#### [Task to carry out]
All of the data needs to come back exactly as written.

•••

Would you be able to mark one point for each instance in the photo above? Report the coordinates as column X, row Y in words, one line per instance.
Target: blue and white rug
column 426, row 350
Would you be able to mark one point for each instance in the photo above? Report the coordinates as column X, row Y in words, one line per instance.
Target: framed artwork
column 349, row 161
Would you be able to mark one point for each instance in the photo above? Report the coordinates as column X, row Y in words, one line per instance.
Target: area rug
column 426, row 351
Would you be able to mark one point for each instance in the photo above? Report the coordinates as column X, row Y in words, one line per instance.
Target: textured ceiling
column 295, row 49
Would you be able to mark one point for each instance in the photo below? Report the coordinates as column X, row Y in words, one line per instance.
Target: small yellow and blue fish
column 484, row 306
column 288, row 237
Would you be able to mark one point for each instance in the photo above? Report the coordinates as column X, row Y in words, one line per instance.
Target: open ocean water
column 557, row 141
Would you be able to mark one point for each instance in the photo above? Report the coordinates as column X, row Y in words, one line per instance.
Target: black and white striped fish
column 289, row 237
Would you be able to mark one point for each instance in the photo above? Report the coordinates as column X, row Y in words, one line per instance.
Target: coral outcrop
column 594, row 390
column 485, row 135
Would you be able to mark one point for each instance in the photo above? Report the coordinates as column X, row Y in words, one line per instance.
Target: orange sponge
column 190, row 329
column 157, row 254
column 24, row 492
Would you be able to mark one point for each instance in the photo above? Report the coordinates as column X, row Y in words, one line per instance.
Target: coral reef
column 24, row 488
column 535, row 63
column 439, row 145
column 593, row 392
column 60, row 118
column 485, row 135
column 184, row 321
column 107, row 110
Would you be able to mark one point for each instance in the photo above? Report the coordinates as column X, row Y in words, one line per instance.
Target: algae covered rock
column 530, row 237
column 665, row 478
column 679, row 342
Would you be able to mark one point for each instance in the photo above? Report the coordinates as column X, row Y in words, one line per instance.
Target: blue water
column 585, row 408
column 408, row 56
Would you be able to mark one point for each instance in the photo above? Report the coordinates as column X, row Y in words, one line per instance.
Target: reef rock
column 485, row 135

•••

#### [Your solution]
Would you be able to mark one point for each instance in the photo above? Report the coordinates as column X, row Y in words, one line per instance.
Target: blue and white rug
column 426, row 350
Would you be able to mark one point for each instance in the photo above? Report the coordinates as column X, row Y in words, one line per instance.
Target: framed artwork
column 349, row 161
Would you be able to mark one point for each instance in the photo above? Report the coordinates as column X, row Y in words, one line per instance.
Target: area rug
column 426, row 351
Would you be able to mark one point for each instance in the photo above? Report the coordinates as column X, row Y in words, one line per instance.
Target: textured ceiling
column 295, row 49
Would you be able to mark one point for each instance in the photo below? Report the coordinates as column X, row Y in words, one line per instance.
Target: small yellow and blue fish
column 484, row 306
column 288, row 237
Would you be able to mark one point for each instance in the photo above? Report the coordinates as column X, row Y in words, one line per instance.
Target: open ocean water
column 557, row 141
Would you be able to mark one point for each instance in the photo above? Report the coordinates as column X, row Y in words, one line per instance.
Target: black and white striped fish
column 289, row 237
Would you be able to mark one point for each instance in the photo above? Report the coordinates as column X, row Y in words, one line per instance.
Target: coral outcrop
column 594, row 390
column 485, row 135
Would you be able to mark one point for each instance in the photo above? Report the coordinates as column X, row Y in words, one line per instance.
Target: orange sponge
column 190, row 329
column 157, row 254
column 24, row 492
Would you be able to mark one point for each instance in the photo above? Report the coordinates as column X, row Y in words, one line per instance.
Target: coral reef
column 24, row 488
column 535, row 63
column 439, row 145
column 593, row 392
column 60, row 118
column 485, row 135
column 184, row 321
column 107, row 110
Would you be able to mark one point for each instance in the photo above? Report the coordinates as column X, row Y in words, one line per instance.
Target: algae covered rock
column 530, row 237
column 665, row 478
column 679, row 342
Would you be able to mark one point for each instance in the photo above? Report the coordinates as column X, row Y in words, one line per instance.
Target: blue water
column 585, row 408
column 408, row 56
Would you be able to mark one point for each instance in the photo above? Report the coordinates as column X, row Y in words, one line per instance.
Target: reef rock
column 485, row 135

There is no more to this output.